What you need to do
The required result is a copy of each line below in which "logo" appears.
Information: Begin
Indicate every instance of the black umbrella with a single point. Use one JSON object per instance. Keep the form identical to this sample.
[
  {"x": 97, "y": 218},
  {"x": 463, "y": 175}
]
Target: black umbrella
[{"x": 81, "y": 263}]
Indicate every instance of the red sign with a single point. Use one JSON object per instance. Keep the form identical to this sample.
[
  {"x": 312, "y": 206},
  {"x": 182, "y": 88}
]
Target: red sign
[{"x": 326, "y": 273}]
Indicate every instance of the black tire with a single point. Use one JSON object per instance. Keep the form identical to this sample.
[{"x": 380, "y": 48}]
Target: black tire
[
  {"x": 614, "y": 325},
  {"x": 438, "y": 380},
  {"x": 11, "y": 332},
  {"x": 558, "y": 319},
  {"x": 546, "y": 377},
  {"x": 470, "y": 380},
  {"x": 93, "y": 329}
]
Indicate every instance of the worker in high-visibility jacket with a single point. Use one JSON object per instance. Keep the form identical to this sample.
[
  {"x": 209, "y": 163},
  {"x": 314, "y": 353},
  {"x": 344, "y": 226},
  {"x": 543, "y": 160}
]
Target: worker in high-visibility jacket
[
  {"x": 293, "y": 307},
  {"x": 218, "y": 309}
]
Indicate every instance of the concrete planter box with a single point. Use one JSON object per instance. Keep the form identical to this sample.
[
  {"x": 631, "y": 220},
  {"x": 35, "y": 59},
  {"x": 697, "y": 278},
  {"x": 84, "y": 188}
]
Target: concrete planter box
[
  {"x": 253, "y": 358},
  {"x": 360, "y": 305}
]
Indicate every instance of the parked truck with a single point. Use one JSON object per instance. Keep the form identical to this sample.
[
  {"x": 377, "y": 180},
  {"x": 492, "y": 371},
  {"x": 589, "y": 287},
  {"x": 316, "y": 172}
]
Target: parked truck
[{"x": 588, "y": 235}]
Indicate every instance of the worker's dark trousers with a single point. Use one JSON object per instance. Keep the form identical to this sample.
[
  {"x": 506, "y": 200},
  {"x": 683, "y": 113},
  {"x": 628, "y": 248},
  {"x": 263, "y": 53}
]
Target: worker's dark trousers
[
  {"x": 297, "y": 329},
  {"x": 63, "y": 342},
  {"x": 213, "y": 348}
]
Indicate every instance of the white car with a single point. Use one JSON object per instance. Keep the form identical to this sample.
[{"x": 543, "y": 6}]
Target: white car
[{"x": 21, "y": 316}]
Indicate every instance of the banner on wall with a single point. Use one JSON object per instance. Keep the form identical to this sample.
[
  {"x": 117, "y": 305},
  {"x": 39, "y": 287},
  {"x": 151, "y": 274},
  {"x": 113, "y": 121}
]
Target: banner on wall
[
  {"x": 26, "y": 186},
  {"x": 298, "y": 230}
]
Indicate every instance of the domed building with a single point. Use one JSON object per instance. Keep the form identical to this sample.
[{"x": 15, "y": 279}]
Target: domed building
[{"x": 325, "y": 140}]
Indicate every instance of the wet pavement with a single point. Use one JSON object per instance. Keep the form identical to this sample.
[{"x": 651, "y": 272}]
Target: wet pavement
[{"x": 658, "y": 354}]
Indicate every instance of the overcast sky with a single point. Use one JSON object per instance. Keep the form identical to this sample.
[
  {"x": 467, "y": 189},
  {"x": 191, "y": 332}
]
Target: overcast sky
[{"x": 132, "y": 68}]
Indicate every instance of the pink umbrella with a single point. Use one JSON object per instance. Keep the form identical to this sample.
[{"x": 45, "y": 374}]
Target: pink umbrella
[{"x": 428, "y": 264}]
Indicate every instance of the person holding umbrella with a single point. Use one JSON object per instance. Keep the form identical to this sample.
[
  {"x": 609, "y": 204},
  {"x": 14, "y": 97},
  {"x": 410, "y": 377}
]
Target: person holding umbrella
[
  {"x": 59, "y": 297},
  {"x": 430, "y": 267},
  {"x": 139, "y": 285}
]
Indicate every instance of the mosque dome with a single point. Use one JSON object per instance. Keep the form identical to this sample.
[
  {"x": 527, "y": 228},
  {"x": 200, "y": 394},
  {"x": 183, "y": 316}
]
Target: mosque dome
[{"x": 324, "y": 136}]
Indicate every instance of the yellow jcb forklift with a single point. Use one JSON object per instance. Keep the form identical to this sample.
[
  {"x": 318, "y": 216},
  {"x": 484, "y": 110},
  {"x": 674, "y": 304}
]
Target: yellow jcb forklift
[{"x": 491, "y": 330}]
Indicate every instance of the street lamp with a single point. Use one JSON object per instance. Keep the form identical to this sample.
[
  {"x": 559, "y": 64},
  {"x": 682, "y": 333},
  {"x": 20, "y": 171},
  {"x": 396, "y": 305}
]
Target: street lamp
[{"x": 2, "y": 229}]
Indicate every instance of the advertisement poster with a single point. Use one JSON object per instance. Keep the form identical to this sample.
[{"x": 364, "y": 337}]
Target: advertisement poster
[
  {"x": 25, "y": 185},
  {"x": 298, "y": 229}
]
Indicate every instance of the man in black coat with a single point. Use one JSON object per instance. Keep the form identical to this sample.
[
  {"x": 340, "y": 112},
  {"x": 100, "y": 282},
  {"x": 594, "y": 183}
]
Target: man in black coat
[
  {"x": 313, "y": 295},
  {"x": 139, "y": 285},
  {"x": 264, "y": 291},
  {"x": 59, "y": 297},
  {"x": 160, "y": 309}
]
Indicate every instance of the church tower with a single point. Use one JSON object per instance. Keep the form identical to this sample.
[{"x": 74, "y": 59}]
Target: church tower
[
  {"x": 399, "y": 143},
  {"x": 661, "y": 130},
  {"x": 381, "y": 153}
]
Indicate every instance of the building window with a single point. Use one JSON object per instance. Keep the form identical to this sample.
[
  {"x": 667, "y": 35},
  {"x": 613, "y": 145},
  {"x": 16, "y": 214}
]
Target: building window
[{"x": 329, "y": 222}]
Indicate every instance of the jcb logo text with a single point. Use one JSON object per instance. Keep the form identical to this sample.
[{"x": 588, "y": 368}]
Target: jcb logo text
Information: End
Answer to this problem
Indicate every instance of the jcb logo text with a single point. Use one JSON object per instance. Keep the form identical to this sample.
Target: jcb logo text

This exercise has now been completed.